What you should do:
Quote the entries in full, character for character, without their images.

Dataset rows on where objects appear

-- BEGIN --

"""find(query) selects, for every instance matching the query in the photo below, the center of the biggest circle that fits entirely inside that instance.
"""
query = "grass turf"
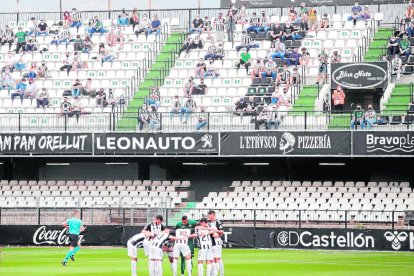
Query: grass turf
(237, 262)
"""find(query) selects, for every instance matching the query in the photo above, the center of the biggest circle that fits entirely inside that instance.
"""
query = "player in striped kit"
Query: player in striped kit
(216, 225)
(205, 244)
(133, 244)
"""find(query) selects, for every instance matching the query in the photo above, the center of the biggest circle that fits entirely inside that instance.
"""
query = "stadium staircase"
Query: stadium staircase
(153, 78)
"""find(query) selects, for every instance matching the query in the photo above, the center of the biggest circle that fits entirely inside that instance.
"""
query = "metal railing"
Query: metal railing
(183, 121)
(298, 218)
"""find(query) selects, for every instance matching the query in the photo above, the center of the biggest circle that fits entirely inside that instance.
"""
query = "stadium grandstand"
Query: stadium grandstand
(261, 124)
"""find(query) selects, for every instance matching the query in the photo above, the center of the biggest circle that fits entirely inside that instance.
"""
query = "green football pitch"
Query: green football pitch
(247, 262)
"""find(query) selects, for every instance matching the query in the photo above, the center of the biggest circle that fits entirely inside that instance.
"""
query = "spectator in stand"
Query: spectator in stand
(289, 32)
(405, 47)
(32, 25)
(244, 60)
(7, 81)
(246, 42)
(230, 28)
(123, 18)
(276, 32)
(76, 88)
(305, 57)
(134, 19)
(202, 119)
(76, 19)
(294, 58)
(219, 25)
(358, 117)
(254, 24)
(278, 50)
(67, 19)
(336, 57)
(264, 23)
(370, 117)
(323, 66)
(7, 37)
(20, 90)
(87, 89)
(366, 14)
(197, 24)
(201, 88)
(42, 99)
(189, 87)
(21, 38)
(393, 47)
(155, 26)
(356, 12)
(324, 22)
(338, 98)
(189, 107)
(176, 108)
(42, 28)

-- END --

Solution to this task:
"""find(query) selects, for every instance matching the query in the photo below, the center of the biggest circle that fits entirely inside that instance.
"""
query = "grass turf"
Query: grass turf
(237, 262)
"""find(query) selects, for every instance matching the query in the photo above, the center of the biggest circle that fits entirely inside that instance.
"""
query = "player in striped kit"
Query: player in striped kit
(216, 225)
(205, 244)
(133, 244)
"""find(query) selects, for every instance matching the query in the photo above, the center of the biggest circle that fits entirely inside that instance.
"""
query = "stadium staircase"
Query: stadium staircase
(153, 78)
"""find(query) selects, for every instance matching the query in the photo above, the center of the biggest circle that fits entirely inside that instance.
"""
query = "metal railing"
Query: metal railing
(183, 121)
(298, 218)
"""find(query) selects, for every instance matching the query in the photo above, the center of the biggest circle that fits entirely inside that instance.
"""
query = "stadium grandstand"
Query: stadium grandstand
(261, 124)
"""find(query) selects, for every instance matching the query in the photo above, the center of the biggest circle that fits entirely inside that instance.
"""
query = "green football pitch"
Query: green football pitch
(247, 262)
"""find(query) selects, for every instance matching the query in the photo above, the center of the biggest circle that fits entirely inside that instance.
"""
query = "spectator in stand"
Query: spectator in stand
(289, 32)
(405, 47)
(32, 25)
(244, 60)
(7, 81)
(246, 42)
(230, 28)
(123, 18)
(276, 32)
(76, 88)
(305, 57)
(134, 19)
(202, 119)
(76, 19)
(294, 58)
(219, 25)
(358, 117)
(254, 24)
(278, 50)
(67, 19)
(336, 57)
(264, 23)
(370, 117)
(323, 66)
(7, 37)
(20, 90)
(87, 89)
(366, 14)
(197, 24)
(201, 88)
(42, 99)
(189, 87)
(21, 38)
(393, 47)
(155, 26)
(356, 12)
(324, 22)
(338, 98)
(189, 107)
(176, 108)
(42, 28)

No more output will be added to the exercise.